Rows for bounding box labeling
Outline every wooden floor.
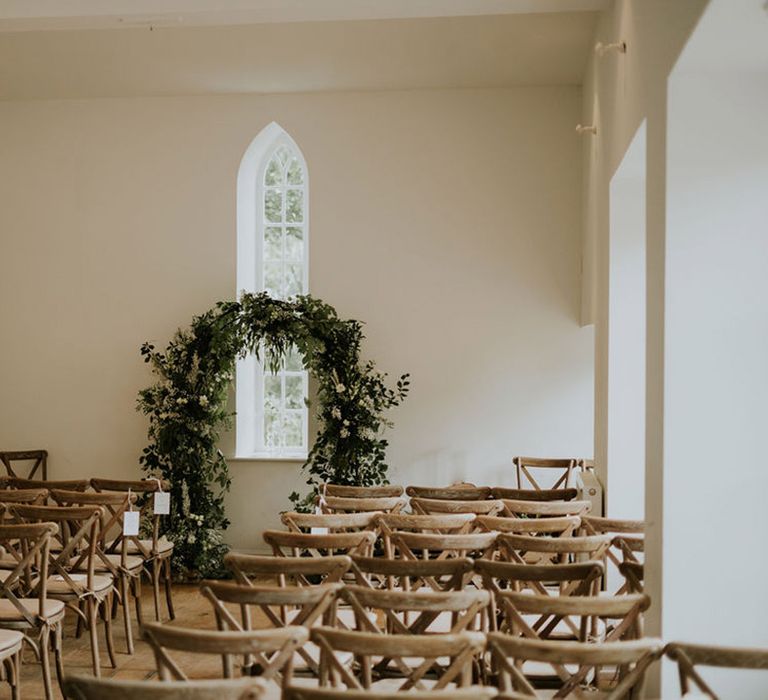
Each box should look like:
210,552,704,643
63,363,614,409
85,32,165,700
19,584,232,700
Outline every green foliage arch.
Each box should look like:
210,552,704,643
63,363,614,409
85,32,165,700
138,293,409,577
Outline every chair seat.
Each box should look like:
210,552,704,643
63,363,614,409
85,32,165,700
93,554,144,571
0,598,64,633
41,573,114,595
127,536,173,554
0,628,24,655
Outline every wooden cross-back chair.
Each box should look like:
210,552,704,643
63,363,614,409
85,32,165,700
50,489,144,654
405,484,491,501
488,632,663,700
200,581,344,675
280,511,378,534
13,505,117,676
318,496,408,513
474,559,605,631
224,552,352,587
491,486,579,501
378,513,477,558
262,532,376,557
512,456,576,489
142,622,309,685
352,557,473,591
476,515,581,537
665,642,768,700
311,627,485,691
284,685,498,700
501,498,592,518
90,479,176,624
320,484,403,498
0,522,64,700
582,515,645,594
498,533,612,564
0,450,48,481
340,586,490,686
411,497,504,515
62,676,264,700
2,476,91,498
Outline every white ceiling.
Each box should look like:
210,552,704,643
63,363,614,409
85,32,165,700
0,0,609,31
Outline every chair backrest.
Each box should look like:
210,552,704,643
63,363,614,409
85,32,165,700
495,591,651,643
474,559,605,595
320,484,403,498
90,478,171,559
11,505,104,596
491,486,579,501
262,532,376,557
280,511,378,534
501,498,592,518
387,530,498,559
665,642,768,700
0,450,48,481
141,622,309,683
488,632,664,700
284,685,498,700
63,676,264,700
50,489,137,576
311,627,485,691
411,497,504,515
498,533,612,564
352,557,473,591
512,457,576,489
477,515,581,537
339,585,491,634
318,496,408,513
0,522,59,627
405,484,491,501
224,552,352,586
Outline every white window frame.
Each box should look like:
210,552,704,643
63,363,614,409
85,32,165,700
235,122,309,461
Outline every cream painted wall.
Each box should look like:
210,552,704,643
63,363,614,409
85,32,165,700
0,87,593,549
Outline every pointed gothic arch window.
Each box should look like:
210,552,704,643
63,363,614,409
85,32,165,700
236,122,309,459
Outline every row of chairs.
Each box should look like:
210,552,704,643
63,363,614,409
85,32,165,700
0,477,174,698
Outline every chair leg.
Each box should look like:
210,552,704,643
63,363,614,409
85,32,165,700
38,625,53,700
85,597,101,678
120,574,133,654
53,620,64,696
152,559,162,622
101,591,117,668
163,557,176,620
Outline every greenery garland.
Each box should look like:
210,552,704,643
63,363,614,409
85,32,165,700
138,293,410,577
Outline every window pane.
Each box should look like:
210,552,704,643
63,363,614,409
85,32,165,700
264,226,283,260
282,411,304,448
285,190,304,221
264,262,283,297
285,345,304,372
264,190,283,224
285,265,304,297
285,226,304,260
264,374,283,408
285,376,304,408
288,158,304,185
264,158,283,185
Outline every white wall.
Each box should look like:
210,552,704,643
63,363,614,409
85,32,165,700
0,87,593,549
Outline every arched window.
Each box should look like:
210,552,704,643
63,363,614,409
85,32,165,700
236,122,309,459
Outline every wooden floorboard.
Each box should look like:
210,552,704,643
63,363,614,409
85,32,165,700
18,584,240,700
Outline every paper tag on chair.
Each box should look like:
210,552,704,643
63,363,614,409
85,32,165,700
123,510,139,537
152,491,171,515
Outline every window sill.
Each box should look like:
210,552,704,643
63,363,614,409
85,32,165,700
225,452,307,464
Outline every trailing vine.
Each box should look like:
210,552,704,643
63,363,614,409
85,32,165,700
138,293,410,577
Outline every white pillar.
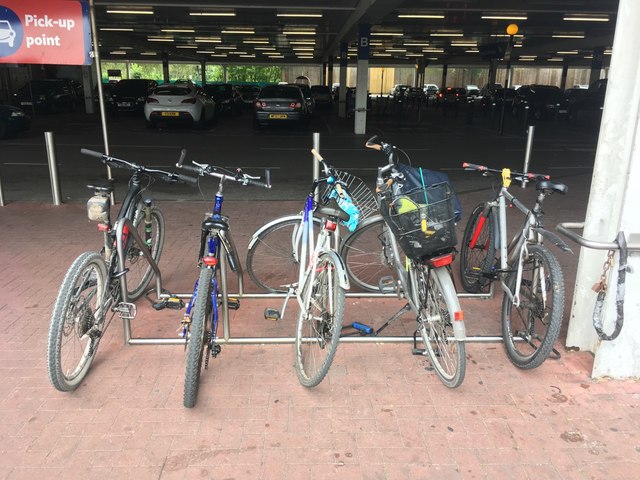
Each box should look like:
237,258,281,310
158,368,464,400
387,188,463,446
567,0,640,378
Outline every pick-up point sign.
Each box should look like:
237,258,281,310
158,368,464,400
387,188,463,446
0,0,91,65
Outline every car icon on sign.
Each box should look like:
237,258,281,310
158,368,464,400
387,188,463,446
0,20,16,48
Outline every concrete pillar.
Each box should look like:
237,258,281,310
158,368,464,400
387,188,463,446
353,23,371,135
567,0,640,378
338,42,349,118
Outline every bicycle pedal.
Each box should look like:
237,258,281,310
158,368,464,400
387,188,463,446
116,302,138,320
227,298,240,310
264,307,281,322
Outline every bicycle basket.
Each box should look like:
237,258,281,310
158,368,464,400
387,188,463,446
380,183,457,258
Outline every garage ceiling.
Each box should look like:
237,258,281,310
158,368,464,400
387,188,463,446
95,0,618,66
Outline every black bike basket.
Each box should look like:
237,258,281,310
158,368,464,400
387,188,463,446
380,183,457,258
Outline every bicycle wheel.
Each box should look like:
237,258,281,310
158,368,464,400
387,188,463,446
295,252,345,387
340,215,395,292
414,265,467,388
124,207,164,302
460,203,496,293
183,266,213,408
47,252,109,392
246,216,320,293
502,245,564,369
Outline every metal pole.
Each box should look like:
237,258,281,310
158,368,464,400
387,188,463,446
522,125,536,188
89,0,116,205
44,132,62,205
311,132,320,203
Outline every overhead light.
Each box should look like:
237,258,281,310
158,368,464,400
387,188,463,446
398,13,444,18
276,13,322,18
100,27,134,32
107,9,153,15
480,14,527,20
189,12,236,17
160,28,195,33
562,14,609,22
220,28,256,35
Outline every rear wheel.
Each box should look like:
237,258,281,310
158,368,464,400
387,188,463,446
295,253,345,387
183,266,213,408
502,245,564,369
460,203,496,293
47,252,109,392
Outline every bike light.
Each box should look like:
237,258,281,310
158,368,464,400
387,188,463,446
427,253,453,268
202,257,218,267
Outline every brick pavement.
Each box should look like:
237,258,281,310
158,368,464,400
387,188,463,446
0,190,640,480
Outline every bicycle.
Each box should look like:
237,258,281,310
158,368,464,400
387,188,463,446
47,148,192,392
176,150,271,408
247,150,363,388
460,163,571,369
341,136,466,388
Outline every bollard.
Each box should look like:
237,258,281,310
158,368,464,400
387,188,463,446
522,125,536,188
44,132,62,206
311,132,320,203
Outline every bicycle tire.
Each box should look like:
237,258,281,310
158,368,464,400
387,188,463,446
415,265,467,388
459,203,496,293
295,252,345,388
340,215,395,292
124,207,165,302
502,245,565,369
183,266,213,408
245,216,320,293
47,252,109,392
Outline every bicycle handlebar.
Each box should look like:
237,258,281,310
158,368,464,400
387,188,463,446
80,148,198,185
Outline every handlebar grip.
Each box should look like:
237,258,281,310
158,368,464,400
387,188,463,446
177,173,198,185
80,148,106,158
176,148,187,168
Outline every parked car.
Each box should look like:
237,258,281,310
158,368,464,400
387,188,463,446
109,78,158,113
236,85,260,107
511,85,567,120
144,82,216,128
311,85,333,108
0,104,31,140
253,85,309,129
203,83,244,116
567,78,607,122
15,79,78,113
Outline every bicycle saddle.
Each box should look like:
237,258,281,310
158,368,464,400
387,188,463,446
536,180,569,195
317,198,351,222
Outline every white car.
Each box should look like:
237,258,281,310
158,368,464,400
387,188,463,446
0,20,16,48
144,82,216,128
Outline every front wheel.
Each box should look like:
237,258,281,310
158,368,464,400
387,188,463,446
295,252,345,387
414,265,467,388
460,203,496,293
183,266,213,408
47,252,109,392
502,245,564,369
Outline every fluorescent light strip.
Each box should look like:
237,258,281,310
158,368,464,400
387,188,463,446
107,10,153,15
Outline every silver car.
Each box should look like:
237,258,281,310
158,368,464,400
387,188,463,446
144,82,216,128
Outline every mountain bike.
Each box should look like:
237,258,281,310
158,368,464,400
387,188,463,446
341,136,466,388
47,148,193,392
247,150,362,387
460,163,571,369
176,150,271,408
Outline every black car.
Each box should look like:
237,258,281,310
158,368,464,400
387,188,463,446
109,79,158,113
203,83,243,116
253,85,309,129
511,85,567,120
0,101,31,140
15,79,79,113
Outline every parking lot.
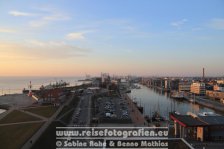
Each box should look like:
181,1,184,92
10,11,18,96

*EXERCISE BRIEF*
Recast the part that opens with the line containing "Outline every handlebar grip." and closes with the line containing "176,148,187,168" as a Markdown table with the columns Number and Text. Give each line a number, and leave out any blank lines.

*CORRECT RESPONSE*
| Number | Text |
|---|---|
| 1 | Outline every handlebar grip. |
| 2 | Each box should look like: |
| 3 | 237,258,281,310 |
| 4 | 158,368,464,400 |
| 5 | 387,188,463,446 |
| 6 | 177,173,198,185 |
| 7 | 80,148,106,158 |
| 8 | 176,148,187,168 |